Pick up the service level exhibit on vendor uptime and continue it from its last line, not the entries.

**ARTICLE**.
>>>

AVAILABILITY/UPTIME FOR THE VENDOR ENVIRONMENT
The “Vendor Environment” consists of the servers, storage and networking hardware, operating systems, database management systems and operating platforms and all application software, including Vendor desktop agent software, as well as computers owned by Vendor, that are required to be provided by Vendor to perform the Services contemplated in the Agreement. The “Comcast.com Environment” consists of the servers, storage and networking hardware, operating systems, database management systems and operating platforms and all application software, as well as computers owned by Comcast and those of its agents, that are required to be provided by Comcast to its customers and in relation to the Services contemplated in the Agreement.
For the purpose of this Exhibit, “Vendor Software” includes all software applications provided by Vendor (whether developed by Vendor or any third party) intended to run on the Vendor Environment to provide the Services contemplated in this Agreement.
The following Service Level Agreement (“SLA”) covers the following approach:
Comcast Environment Responsibilities
Vendor Environment Responsibilities
Host / manage:
•****
•****
•****
•****
Plus:
•Support API transactions between Comcast and Vendor (when Comcast design / development complete)

<<<

**RECORD EXTRACTS**.
>>>

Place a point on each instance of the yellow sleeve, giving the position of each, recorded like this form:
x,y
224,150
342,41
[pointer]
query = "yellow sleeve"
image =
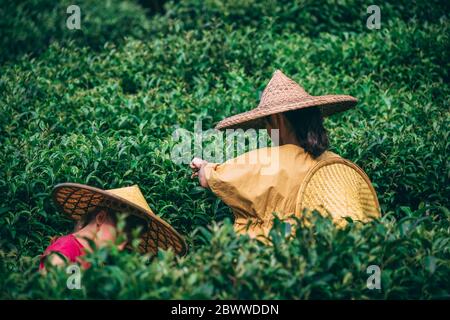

<<<

**ANSWER TO THE TASK**.
Host / manage:
•Vendor desk top agent software
•Vendor ACD, IVR and voice circuits / data links
•Vendor CRM
•Vendor chat client
•All other servers, storage and networking hardware, operating systems, database management systems and operating platforms used by Vendor to support Signature Support services end to end
Plus:
•Vendor Software APIs

Scheduled Maintenance. Periodic maintenance on the servers and system elements that support the Vendor Environment, for purposes of system upgrades, maintenance, and backup procedures (“Scheduled Maintenance”) will be scheduled by Vendor and coordinated with Comcast personnel. Primary hours of Vendor Service Level Standard Support operation are 24x7, less Scheduled Maintenance. Scheduled Maintenance may take place on Tuesday, Wednesday, or Thursday evenings, or some combination thereof up to two (2) days per week, between the hours of 11:00 p.m. and 3:00 a.m, Pacific Time, or on some other schedule as mutually agreed by the Parties. If emergency maintenance is needed to fix critical security vulnerabilities, Vendor will notify Comcast as soon as possible. Comcast acknowledges that it may be necessary for Vendor to begin work and/or apply fixes prior to notification of Comcast.
Unscheduled Maintenance. The application of ad hoc updates to Vendor Software (“Updates”) will be scheduled by Vendor and coordinated with Comcast personnel in the event it is necessary for such Updates to occur outside of the Scheduled Maintenance times (“Unscheduled Maintenance”).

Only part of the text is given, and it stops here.